• Supplied entries
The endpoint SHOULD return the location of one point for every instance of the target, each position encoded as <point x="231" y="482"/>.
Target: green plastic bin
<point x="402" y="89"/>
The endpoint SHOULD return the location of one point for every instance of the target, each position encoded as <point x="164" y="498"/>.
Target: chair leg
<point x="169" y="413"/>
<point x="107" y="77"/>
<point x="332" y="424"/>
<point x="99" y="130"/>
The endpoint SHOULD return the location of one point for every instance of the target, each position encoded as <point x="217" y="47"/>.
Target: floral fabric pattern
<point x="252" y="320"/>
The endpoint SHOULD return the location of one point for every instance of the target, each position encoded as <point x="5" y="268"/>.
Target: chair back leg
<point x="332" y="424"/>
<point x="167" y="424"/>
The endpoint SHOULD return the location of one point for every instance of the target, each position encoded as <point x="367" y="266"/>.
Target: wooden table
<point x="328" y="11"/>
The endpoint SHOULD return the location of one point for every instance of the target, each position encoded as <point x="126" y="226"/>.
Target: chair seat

• About this exercise
Give the listing again in its entirety, exactly as written.

• Answer to this problem
The endpoint SHOULD return the location of one point for every instance of the target, each position encoded as <point x="231" y="482"/>.
Target: green plastic bin
<point x="402" y="89"/>
The endpoint SHOULD return the location of one point for every instance of the target, each position encoded as <point x="164" y="498"/>.
Target: chair leg
<point x="169" y="413"/>
<point x="107" y="77"/>
<point x="332" y="424"/>
<point x="99" y="130"/>
The endpoint SHOULD return the location of one point for every instance of the target, each position encoded as <point x="217" y="47"/>.
Target: floral fabric pattern
<point x="252" y="320"/>
The endpoint SHOULD return the location of one point for every instance of the target, each position encoded as <point x="5" y="268"/>.
Target: chair back leg
<point x="332" y="424"/>
<point x="167" y="424"/>
The endpoint SHOULD return the location of one point for every instance of the target, each position encoded as <point x="367" y="266"/>.
Target: wooden table
<point x="328" y="11"/>
The endpoint SHOULD return the location of one point for every instance of the target, each position encoded as <point x="126" y="226"/>.
Target: chair seat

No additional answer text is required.